====== AVAILABLE RECORDS

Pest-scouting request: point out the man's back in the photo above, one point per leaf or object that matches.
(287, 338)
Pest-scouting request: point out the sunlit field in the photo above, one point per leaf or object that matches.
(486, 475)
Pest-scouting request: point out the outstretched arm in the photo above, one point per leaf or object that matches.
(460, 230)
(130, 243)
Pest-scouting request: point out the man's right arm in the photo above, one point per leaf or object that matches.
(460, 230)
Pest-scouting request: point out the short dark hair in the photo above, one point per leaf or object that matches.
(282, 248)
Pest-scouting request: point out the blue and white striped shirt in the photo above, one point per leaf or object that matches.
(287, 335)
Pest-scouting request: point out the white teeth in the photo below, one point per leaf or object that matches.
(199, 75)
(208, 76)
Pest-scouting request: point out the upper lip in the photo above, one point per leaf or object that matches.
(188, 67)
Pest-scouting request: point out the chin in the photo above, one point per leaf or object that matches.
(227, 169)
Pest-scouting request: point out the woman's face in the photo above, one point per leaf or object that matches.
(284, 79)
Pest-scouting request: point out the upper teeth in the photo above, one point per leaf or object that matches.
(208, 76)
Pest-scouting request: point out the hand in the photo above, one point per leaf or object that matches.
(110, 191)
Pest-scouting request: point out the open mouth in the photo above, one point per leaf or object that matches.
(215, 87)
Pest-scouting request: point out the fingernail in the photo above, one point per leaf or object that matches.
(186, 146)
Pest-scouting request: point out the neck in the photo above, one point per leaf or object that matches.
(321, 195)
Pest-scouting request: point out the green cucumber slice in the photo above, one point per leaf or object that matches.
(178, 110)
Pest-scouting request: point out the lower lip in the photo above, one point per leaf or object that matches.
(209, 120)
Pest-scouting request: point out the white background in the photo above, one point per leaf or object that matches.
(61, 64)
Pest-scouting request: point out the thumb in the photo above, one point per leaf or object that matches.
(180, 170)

============
====== AVAILABLE RECORDS

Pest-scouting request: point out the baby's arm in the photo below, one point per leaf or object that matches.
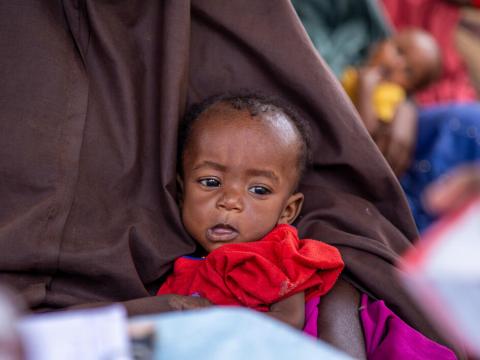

============
====== AVAILABLE RECORDS

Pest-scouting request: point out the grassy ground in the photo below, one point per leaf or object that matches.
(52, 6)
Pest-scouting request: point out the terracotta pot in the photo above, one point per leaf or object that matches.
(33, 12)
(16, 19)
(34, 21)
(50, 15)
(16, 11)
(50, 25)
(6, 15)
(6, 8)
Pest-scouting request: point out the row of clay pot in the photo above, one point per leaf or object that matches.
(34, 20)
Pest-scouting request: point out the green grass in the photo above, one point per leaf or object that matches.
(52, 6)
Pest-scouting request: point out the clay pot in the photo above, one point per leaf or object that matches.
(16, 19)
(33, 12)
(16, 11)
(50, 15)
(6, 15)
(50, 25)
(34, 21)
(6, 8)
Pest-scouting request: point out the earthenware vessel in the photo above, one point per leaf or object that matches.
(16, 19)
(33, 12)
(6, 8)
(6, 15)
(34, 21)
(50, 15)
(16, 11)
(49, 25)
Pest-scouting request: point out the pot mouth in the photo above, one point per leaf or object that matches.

============

_EXERCISE BRIEF_.
Change "earthenware vessel" to "ceramic jar" in the lines from the one containing "Pest-scouting request: point out the earthenware" through the one containing "Pest-scouting request: point out the pot", and give back only those lines with nothing else altered.

_TASK SOLUTION_.
Pest-scouting request: point out the ceramic jar in the photo above, one point per leaf or object that matches.
(16, 19)
(33, 12)
(6, 8)
(6, 15)
(34, 21)
(50, 15)
(16, 11)
(49, 25)
Pest-scouting request: point out the pot mouth in the photo above, one point per leaf or object that matches.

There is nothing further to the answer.